> _TEXTO APRESENTADO_
* * *

Diário dos Açores

Sobre o “Estudo pré-encomendado de transportes marítimos?”

Previous Article Previous Article Oposição critica “inacção” do Governo e este responde com a baixa de impostos

Na edição do Jornal do Pico do passado dia 26 de Agosto Rui Pedro Ávila (RPA) na sua coluna PONDERANDO escreve um artigo com o título “ESTUDO PRÉ-ENCOMENDADO DE TRANSPORTES MARÍTIMOS (?)” em resposta ao artigo que escrevi e que foi publicado no Diário dos Açores de 17 de Agosto, no Diário Insular de 31 de Agosto e no JP de 2 de Setembro, à cerca do seu texto de 5 de Agosto.
Em primeiro lugar, e por uma questão de princípio, quero que fique claro que no meu artigo não rotulei JPA de reaccionário. O que escrevi, e transcrevo, foi: “Pensava que uma pessoa culta e evoluída como RPA nunca cairia na tentação de escrever um texto tão alarmista e reaccionário!” Na minha opinião a ideia subjacente ao texto é que é reaccionária e não a pessoa. O que me parece perfeitamente possível - é o que eu penso. E acho que a ideia o é, porque corresponde a uma vontade cega e teimosa de não querer deixar avançar as coisas para que a nossa vida melhore, nem que seja para ficarmos todos a saber, de forma clara e indiscutível, que assim, como estão as coisas, é que está certo.
Neste seu novo artigo Rui Pedro Ávila vai buscar frases (algumas fora do contexto) que eu proferi numa audição na Comissão de Economia em Maio de 2021 sobre o Projecto de Resolução n.º 51/XII (CDS-PP) – Modelo Alternativo de Transporte Marítimo de Mercadorias nos Açores, e partes (fora do contexto) de um comunicado, já de Agosto deste ano, da Comissão de Transportes e Logística da Câmara do Comércio de Angra do Heroísmo, da qual faço parte e presido, sobre o Estudo em causa e sobre problemas que ocorrem no Porto da Praia da Vitória.
No primeiro caso tratam-se de opiniões pessoais que entendi transmitir à Comissão em meu nome pessoal, e quero deixar claro que resultam de uma reflexão que venho fazendo há muitos anos e que fui tornando pública a partir de 2012. Note-se que me aposentei em Setembro de 2009 e que entendi dever fazer um período de nojo de 3 anos, por dever de lealdade. 
Assim, em Novembro de 2012, publiquei no Diário Insular 10 artigos nos quais expunha a minha visão do que poderia ser o Sistema de Transporte de Mercadorias de e para os Açores e nos Açores. Logo de seguida entreguei a Roberto Monteiro do PS, Presidente da Câmara Municipal da Praia da Vitória, a seu pedido, um texto com essa minha visão. Mais tarde fiz o mesmo ao Presidente do PSD da altura – Duarte Freitas, também a seu pedido; fiz várias palestras sobre o mesmo tema, nomeadamente a pedido do Deputado do PS Berto Messias, do Presidente da Comissão de Ilha do PSD Costa Neves, e ainda num colóquio organizado pelo jornalista Aranda e Silva e tive uma reunião com o Secretário Regional com a tutela dos transportes Victor Fraga, igualmente a seu pedido. Tudo isto para além de vários textos e artigos que fui publicando ao longo destes 10 anos. Tudo isto para dizer que a minha posição pessoal, não ligada a partidos, empresas ou instituições, é pública e sobejamente conhecida. RPA não devia pensar que descobriu a pólvora e está a denunciá-la publicamente para que estejam a pau com as minhas más intenções.

* * *

> _SECÇÃO DE DADOS_
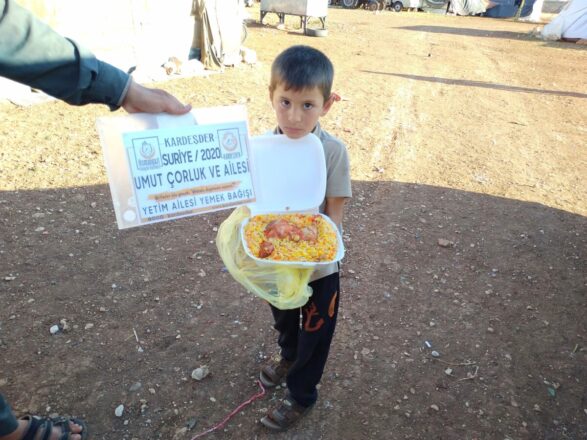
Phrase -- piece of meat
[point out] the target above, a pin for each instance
(265, 249)
(277, 229)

* * *

> _OBJETIVO DA TAREFA_
Diga se cada afirmação abaixo está de acordo com o artigo sobre o estudo de transportes marítimos, respondendo sim ou não e citando as palavras do artigo que o decidem. (a) O autor aposentou-se em Setembro de 2009. (b) Em Novembro de 2012, o autor publicou cinco artigos no Diário Insular. (c) O comunicado da Comissão de Transportes e Logística é de Maio de 2021.

> _RESPOSTA AO EXERCÍCIO_
(a) Sim: “me aposentei em Setembro de 2009”
(b) Não: “publiquei no Diário Insular 10 artigos”
(c) Não: “um comunicado, já de Agosto deste ano”